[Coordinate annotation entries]

____________________

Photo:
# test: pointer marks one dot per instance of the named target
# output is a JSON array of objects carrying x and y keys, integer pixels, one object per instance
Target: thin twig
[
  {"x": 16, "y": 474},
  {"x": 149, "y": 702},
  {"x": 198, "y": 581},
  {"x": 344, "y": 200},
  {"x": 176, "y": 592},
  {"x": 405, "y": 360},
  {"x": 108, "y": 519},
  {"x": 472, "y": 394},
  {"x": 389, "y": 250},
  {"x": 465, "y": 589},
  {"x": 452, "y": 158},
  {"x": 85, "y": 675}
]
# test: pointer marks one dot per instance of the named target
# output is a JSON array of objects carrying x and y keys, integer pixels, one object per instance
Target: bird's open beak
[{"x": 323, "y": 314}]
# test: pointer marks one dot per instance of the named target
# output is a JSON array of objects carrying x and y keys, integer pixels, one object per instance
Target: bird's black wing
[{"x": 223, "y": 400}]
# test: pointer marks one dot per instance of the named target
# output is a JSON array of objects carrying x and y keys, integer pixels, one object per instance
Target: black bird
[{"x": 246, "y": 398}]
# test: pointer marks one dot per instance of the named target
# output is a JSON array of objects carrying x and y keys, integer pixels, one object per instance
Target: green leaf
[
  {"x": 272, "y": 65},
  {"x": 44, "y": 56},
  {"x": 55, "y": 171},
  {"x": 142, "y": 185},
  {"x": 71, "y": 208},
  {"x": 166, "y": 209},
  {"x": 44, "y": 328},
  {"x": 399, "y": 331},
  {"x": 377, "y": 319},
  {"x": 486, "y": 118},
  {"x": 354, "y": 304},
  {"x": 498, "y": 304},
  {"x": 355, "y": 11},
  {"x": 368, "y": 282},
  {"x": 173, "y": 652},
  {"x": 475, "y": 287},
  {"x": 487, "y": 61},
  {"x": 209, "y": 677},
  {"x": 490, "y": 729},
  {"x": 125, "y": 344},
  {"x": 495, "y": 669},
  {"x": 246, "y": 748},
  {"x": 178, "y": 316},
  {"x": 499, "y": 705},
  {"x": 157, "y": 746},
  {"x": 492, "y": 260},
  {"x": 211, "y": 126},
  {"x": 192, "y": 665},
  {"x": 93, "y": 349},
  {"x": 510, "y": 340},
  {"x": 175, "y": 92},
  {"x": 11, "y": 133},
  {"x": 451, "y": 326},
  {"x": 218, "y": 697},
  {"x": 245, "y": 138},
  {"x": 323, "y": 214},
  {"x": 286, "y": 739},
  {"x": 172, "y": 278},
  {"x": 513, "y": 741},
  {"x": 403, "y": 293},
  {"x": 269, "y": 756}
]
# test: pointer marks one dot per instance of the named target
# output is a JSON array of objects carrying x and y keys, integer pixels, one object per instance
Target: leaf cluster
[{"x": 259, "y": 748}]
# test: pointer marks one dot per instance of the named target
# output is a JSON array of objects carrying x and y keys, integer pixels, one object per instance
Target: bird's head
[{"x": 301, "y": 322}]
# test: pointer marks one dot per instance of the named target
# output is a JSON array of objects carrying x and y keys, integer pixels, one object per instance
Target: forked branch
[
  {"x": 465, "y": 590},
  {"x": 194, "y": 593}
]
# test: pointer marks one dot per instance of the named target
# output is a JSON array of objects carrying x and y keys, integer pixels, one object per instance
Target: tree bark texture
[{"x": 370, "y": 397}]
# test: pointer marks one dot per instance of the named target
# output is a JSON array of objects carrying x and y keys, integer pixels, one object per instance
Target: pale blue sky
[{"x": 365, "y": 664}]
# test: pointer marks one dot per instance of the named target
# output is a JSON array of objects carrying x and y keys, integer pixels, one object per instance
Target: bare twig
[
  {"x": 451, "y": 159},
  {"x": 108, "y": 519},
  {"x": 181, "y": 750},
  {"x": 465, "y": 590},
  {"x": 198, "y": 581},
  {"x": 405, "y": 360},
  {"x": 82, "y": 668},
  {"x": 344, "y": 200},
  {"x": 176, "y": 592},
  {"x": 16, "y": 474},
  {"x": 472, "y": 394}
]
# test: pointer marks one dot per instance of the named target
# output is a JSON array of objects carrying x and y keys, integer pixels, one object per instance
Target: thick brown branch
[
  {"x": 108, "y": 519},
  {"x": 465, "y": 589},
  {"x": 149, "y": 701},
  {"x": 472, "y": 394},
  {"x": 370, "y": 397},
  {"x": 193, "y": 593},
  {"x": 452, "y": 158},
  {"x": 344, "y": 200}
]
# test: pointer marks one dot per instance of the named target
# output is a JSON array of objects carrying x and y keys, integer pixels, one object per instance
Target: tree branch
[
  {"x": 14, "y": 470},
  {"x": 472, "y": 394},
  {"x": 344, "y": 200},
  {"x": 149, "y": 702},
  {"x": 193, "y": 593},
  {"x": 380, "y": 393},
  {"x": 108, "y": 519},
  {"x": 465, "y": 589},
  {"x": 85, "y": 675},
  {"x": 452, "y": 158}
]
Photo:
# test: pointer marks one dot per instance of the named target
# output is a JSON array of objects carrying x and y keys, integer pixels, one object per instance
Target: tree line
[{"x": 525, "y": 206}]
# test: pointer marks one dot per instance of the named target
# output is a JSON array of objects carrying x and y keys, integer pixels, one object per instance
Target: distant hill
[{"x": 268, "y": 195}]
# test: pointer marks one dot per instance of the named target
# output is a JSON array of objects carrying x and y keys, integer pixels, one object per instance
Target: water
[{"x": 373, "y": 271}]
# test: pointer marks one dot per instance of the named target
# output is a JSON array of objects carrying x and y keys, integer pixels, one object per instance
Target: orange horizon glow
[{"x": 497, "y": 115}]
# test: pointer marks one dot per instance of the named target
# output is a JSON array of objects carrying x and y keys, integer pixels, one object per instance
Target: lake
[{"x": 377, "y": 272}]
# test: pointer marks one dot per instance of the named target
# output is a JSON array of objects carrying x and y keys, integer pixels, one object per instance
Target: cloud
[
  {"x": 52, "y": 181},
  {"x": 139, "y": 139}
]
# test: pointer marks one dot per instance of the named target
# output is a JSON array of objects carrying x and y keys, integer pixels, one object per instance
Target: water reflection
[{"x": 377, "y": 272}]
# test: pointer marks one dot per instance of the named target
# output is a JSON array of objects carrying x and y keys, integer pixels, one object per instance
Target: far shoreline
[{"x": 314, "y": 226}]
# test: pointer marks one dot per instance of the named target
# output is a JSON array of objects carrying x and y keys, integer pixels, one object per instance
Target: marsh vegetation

____________________

▸ **Required task**
Extract the complete data, matching each line exactly.

▸ **Answer in full**
Photo:
# test: pointer marks one dot per instance of the named target
# output is a JSON array of objects carrying x and y keys, integer pixels, one object per instance
Target: thin twig
[
  {"x": 16, "y": 474},
  {"x": 149, "y": 702},
  {"x": 198, "y": 581},
  {"x": 344, "y": 200},
  {"x": 176, "y": 592},
  {"x": 405, "y": 360},
  {"x": 108, "y": 519},
  {"x": 472, "y": 394},
  {"x": 389, "y": 250},
  {"x": 465, "y": 589},
  {"x": 452, "y": 158},
  {"x": 85, "y": 675}
]
# test: pointer marks one dot per instance of the named target
# output is a JSON array of objects carrying x and y keys, integer pixels, one object per instance
Target: bird's open beak
[{"x": 323, "y": 314}]
# test: pointer marks one dot per instance of the named target
# output is a JSON array of objects carrying x and y keys, integer pixels, one object per instance
Target: bird's black wing
[{"x": 223, "y": 400}]
# test: pointer marks one dot per instance of the named target
# output is a JSON array of objects carrying x and y keys, integer pixels, one object per instance
Target: black bird
[{"x": 246, "y": 398}]
# test: pointer marks one dot per instance of the named target
# output is a JSON array of objects carrying x and y keys, integer pixels, one object per instance
Target: green leaf
[
  {"x": 272, "y": 65},
  {"x": 44, "y": 56},
  {"x": 55, "y": 171},
  {"x": 142, "y": 185},
  {"x": 71, "y": 208},
  {"x": 166, "y": 209},
  {"x": 44, "y": 328},
  {"x": 399, "y": 331},
  {"x": 377, "y": 319},
  {"x": 486, "y": 118},
  {"x": 354, "y": 304},
  {"x": 498, "y": 304},
  {"x": 355, "y": 11},
  {"x": 368, "y": 282},
  {"x": 173, "y": 652},
  {"x": 475, "y": 287},
  {"x": 487, "y": 61},
  {"x": 209, "y": 677},
  {"x": 490, "y": 729},
  {"x": 125, "y": 344},
  {"x": 495, "y": 669},
  {"x": 246, "y": 748},
  {"x": 178, "y": 316},
  {"x": 499, "y": 705},
  {"x": 157, "y": 746},
  {"x": 492, "y": 260},
  {"x": 211, "y": 126},
  {"x": 192, "y": 665},
  {"x": 93, "y": 349},
  {"x": 510, "y": 340},
  {"x": 175, "y": 92},
  {"x": 11, "y": 133},
  {"x": 451, "y": 326},
  {"x": 218, "y": 697},
  {"x": 245, "y": 138},
  {"x": 323, "y": 214},
  {"x": 286, "y": 739},
  {"x": 172, "y": 278},
  {"x": 513, "y": 741},
  {"x": 403, "y": 293},
  {"x": 269, "y": 756}
]
# test: pointer marks one dot per instance of the named target
# output is a JSON array of objects carrying x and y keys, integer pixels, one object per instance
Target: leaf cluster
[{"x": 259, "y": 748}]
# test: pointer marks one dot per instance of the named target
# output is a JSON array of objects carrying x and y keys, integer pixels, one object per instance
Target: bird's head
[{"x": 301, "y": 322}]
# test: pointer marks one dot per instance of the named target
# output is a JSON array of objects carrying x and y keys, integer pixels, one object per instance
Target: forked branch
[
  {"x": 465, "y": 590},
  {"x": 194, "y": 593}
]
# test: pointer marks one dot per instance of the named target
# output is a JSON array of objects carrying x and y keys, integer pixels, one object per instance
Target: tree bark texture
[{"x": 370, "y": 397}]
# test: pointer marks one dot per instance of the named target
# output is a JSON array of objects carrying x and y keys, integer pixels, one object per instance
Target: pale blue sky
[{"x": 365, "y": 664}]
# test: pointer marks one dot per instance of the named target
# output is a JSON array of objects carrying x and y keys, integer pixels, one object per instance
Target: bare twig
[
  {"x": 451, "y": 159},
  {"x": 108, "y": 519},
  {"x": 181, "y": 750},
  {"x": 465, "y": 590},
  {"x": 198, "y": 581},
  {"x": 405, "y": 360},
  {"x": 82, "y": 668},
  {"x": 344, "y": 200},
  {"x": 176, "y": 592},
  {"x": 16, "y": 474},
  {"x": 472, "y": 394}
]
# test: pointer marks one dot per instance of the named target
# output is a JSON array of objects carrying x and y keys, integer pixels, one object per instance
Target: thick brown branch
[
  {"x": 108, "y": 519},
  {"x": 465, "y": 589},
  {"x": 149, "y": 701},
  {"x": 472, "y": 394},
  {"x": 370, "y": 397},
  {"x": 193, "y": 593},
  {"x": 452, "y": 158},
  {"x": 344, "y": 200}
]
# test: pointer marks one dot per instance of the named target
# output is a JSON array of objects carrying x and y keys, integer pixels, one object per instance
Target: tree branch
[
  {"x": 14, "y": 470},
  {"x": 472, "y": 394},
  {"x": 344, "y": 200},
  {"x": 149, "y": 702},
  {"x": 193, "y": 593},
  {"x": 380, "y": 393},
  {"x": 108, "y": 519},
  {"x": 465, "y": 589},
  {"x": 85, "y": 675},
  {"x": 452, "y": 158}
]
Photo:
# test: pointer marks one dot per instance of the named target
# output is a JSON array of objects carrying x and y keys, integer pixels, one object per instance
Target: tree line
[{"x": 525, "y": 206}]
# test: pointer marks one dot per instance of the named target
# output is a JSON array of objects carrying x and y keys, integer pixels, one object per instance
Target: distant hill
[{"x": 268, "y": 195}]
# test: pointer marks one dot per instance of the named target
# output is a JSON array of objects carrying x and y keys, integer pixels, one object per instance
Target: water
[{"x": 373, "y": 271}]
# test: pointer marks one dot per instance of the named target
# output is a JSON array of objects carrying x and y keys, integer pixels, one object per instance
Target: orange horizon glow
[{"x": 497, "y": 115}]
# test: pointer marks one dot per instance of the named target
# output is a JSON array of objects carrying x and y keys, integer pixels, one object per instance
Target: lake
[{"x": 377, "y": 272}]
# test: pointer marks one dot per instance of the named target
# output is a JSON array of objects carrying x and y keys, integer pixels, one object per instance
Target: cloud
[
  {"x": 52, "y": 181},
  {"x": 139, "y": 139}
]
# test: pointer marks one dot per instance of the named target
# output is a JSON array of objects carrying x and y keys, integer pixels, one object per instance
Target: water reflection
[{"x": 377, "y": 272}]
# test: pointer marks one dot per instance of the named target
# output is a JSON array of objects carrying x and y keys, integer pixels, one object per instance
Target: far shoreline
[{"x": 314, "y": 226}]
# test: pointer marks one dot per instance of the named target
# output is a JSON array of objects carrying x and y keys, integer pixels, one object per instance
Target: marsh vegetation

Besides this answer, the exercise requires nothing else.